* Task statement *
Write all of the lines below out again, exactly as they stand.

* Exercise data *
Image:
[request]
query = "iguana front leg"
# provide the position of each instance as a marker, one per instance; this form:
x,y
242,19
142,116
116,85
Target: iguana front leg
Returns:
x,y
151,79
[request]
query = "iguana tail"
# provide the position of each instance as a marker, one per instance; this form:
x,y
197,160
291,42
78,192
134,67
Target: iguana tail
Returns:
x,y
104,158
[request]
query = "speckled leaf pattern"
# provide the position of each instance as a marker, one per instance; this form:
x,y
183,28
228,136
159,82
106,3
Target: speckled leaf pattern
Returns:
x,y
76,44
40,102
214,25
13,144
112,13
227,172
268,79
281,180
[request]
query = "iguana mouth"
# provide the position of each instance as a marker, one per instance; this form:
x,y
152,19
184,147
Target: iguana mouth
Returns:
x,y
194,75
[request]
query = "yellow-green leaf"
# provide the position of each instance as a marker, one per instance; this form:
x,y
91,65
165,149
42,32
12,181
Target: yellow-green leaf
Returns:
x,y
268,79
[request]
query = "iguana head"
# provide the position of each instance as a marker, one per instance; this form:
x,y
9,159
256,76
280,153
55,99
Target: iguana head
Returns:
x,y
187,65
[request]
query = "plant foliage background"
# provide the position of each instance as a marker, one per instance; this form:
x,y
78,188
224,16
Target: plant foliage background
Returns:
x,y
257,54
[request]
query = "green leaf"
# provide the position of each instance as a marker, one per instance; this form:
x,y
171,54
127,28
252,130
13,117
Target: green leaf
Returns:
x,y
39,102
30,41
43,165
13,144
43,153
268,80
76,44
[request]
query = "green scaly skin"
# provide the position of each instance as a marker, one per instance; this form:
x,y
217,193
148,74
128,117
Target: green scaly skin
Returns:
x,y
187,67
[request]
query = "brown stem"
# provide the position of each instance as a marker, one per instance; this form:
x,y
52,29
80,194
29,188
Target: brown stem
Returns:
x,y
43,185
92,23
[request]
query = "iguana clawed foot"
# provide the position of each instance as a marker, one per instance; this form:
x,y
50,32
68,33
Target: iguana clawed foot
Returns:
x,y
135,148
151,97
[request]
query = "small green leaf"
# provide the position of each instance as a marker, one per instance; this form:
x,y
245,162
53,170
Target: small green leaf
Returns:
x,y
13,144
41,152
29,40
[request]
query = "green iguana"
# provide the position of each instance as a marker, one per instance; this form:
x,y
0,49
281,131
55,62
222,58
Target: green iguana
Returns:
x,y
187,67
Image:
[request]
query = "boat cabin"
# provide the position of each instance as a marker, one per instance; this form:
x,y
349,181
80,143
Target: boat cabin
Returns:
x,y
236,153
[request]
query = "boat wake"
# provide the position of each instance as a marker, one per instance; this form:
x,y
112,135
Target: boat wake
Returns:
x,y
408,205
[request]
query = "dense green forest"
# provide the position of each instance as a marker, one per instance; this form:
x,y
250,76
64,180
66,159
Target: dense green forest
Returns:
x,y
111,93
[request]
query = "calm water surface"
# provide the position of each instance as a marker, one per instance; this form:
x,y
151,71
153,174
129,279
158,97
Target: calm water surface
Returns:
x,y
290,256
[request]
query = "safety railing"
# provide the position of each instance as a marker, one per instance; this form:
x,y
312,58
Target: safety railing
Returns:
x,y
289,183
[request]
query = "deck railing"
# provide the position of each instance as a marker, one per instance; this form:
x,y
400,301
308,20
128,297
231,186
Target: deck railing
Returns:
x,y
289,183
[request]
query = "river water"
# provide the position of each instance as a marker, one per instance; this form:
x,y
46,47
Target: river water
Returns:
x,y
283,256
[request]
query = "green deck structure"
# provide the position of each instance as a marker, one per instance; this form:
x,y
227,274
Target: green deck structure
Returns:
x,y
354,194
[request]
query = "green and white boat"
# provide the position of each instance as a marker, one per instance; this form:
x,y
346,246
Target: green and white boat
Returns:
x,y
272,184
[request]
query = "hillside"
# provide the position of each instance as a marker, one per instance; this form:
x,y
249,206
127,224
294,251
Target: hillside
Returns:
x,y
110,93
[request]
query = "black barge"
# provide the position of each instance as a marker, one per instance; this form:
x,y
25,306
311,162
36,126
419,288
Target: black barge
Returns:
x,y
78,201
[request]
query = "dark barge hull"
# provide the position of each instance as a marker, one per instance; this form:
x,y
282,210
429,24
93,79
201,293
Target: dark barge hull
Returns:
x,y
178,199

* Response to this task *
Image:
[request]
query = "iguana front leg"
# provide the position of each instance as a marker, one per instance; this form:
x,y
242,19
142,116
116,85
Target: iguana front leg
Returns:
x,y
151,79
[request]
query = "iguana tail"
# provide the position of each instance as a marker, one per instance; this form:
x,y
197,160
291,42
78,192
134,67
Target: iguana tail
Returns:
x,y
104,158
[request]
query = "speckled leaf pattern"
# provide the position of each instance as a marker, one per instance; this form:
x,y
183,28
228,136
159,82
106,3
Target: speckled leaf pattern
Returns:
x,y
76,44
40,102
214,25
13,144
112,13
227,172
268,79
281,180
[request]
query = "iguana mouth"
# provide the position of each instance as a marker, one per instance; this form:
x,y
152,19
184,147
Target: iguana mouth
Returns:
x,y
194,75
[request]
query = "yellow-green leaf"
# provide the position of each instance as a marker, one per instance; this form:
x,y
91,65
165,149
42,32
12,181
Target: yellow-green leaf
Returns:
x,y
268,79
[request]
query = "iguana head"
# provide the position of each instance as a marker, one per instance; this form:
x,y
9,159
256,76
280,153
55,99
Target: iguana head
Returns:
x,y
187,65
[request]
query = "plant foliage background"
# provide the position of each instance as a marker, one per instance; this form:
x,y
78,188
224,16
Target: plant foliage background
Returns:
x,y
257,54
[request]
query = "green leaf"
# provide the position of each instance as a marker, one per instance; this form:
x,y
171,54
127,28
252,130
13,117
Target: green leaf
Returns:
x,y
39,102
30,41
43,165
13,144
43,153
268,80
76,44
[request]
query = "green scaly skin"
# provide the position of each instance as a marker, one per instance; this form:
x,y
217,193
148,74
128,117
Target: green scaly skin
Returns:
x,y
187,67
[request]
query = "brown stem"
# provide the position of each instance as a marker, one per instance; this form:
x,y
52,29
80,194
29,188
Target: brown stem
Returns:
x,y
43,185
92,23
[request]
query = "iguana clawed foot"
# provide the position of each instance as a marker, one per instance; this form:
x,y
50,32
68,33
Target: iguana clawed foot
Returns:
x,y
135,148
151,97
[request]
query = "small green leaf"
# provide the position of each instance as a marker, one per instance; this form:
x,y
245,162
53,170
Target: small green leaf
Returns:
x,y
13,144
41,152
29,40
[request]
query = "green iguana"
# provide the position of each instance as a marker, one per instance; this form:
x,y
0,49
281,131
55,62
222,58
Target: green iguana
Returns:
x,y
187,67
Image:
[request]
query = "boat cabin"
# provide the position of each instance as a marker, one per instance; this form:
x,y
349,181
80,143
Target: boat cabin
Returns:
x,y
236,153
[request]
query = "boat wake"
# provide the position of each instance as a marker, one per instance; this form:
x,y
112,135
Target: boat wake
Returns:
x,y
408,205
[request]
query = "dense green forest"
# provide the position of each instance as a marker, one per instance; this form:
x,y
250,76
64,180
66,159
Target: dense green forest
Returns:
x,y
111,93
[request]
query = "calm water surface"
# provide the position of each instance as a marker, one per instance; this form:
x,y
151,71
153,174
129,279
158,97
Target: calm water surface
Returns:
x,y
290,256
[request]
query = "safety railing"
# provide the position of each instance as a marker, one per instance; this form:
x,y
312,58
Target: safety railing
Returns:
x,y
289,183
[request]
query = "deck railing"
# provide the position of each instance as a marker, one per instance; this form:
x,y
400,301
308,20
128,297
231,186
Target: deck railing
Returns:
x,y
289,183
[request]
query = "river water"
# provide the position of each instance as a marker, one per instance; this form:
x,y
46,47
Target: river water
Returns:
x,y
283,256
[request]
query = "green deck structure"
# provide the position of each instance as a marker, one per instance; this form:
x,y
227,274
Target: green deck structure
Returns:
x,y
354,194
[request]
query = "green and white boat"
# provide the position of each instance as a marker, one per instance; this form:
x,y
346,246
Target: green and white boat
Returns:
x,y
272,184
[request]
query = "hillside"
# provide the position of each instance as a marker, one per instance; this form:
x,y
249,206
127,224
294,251
Target: hillside
Returns:
x,y
110,93
[request]
query = "black barge"
# provide the position of each instance as a marker, one per instance; this form:
x,y
25,306
311,162
36,126
419,288
Target: black barge
Returns:
x,y
78,201
[request]
query = "dark barge hull"
# provide the position of each instance as a marker, one per instance; this form:
x,y
282,210
429,24
93,79
201,293
Target: dark barge hull
Returns:
x,y
178,199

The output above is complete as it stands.